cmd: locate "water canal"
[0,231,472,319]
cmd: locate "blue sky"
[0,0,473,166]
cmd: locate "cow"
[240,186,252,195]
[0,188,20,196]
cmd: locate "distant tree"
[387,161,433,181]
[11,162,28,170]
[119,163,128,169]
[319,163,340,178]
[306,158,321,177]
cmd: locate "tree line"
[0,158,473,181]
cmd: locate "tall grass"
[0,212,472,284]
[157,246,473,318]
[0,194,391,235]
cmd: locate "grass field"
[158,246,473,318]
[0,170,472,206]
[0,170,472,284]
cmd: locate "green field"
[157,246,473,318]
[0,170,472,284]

▶ _SET EXERCISE_
Every record above needs to be repeated word for word.

▶ _CORRECT OUTPUT_
cmd: locate "water canal"
[0,231,472,319]
cmd: locate "blue sky"
[0,0,473,166]
cmd: locate "cow"
[240,186,252,195]
[0,188,20,196]
cmd: locate "distant tree"
[387,161,433,181]
[11,162,28,170]
[119,163,128,169]
[319,163,340,178]
[306,158,321,177]
cmd: locate "tree line"
[0,158,473,181]
cmd: locate "tall grass"
[0,212,472,284]
[157,246,473,318]
[0,194,391,235]
cmd: locate "grass field"
[158,246,473,318]
[0,170,472,206]
[0,170,472,284]
cmd: locate "green field"
[157,246,473,318]
[0,170,472,284]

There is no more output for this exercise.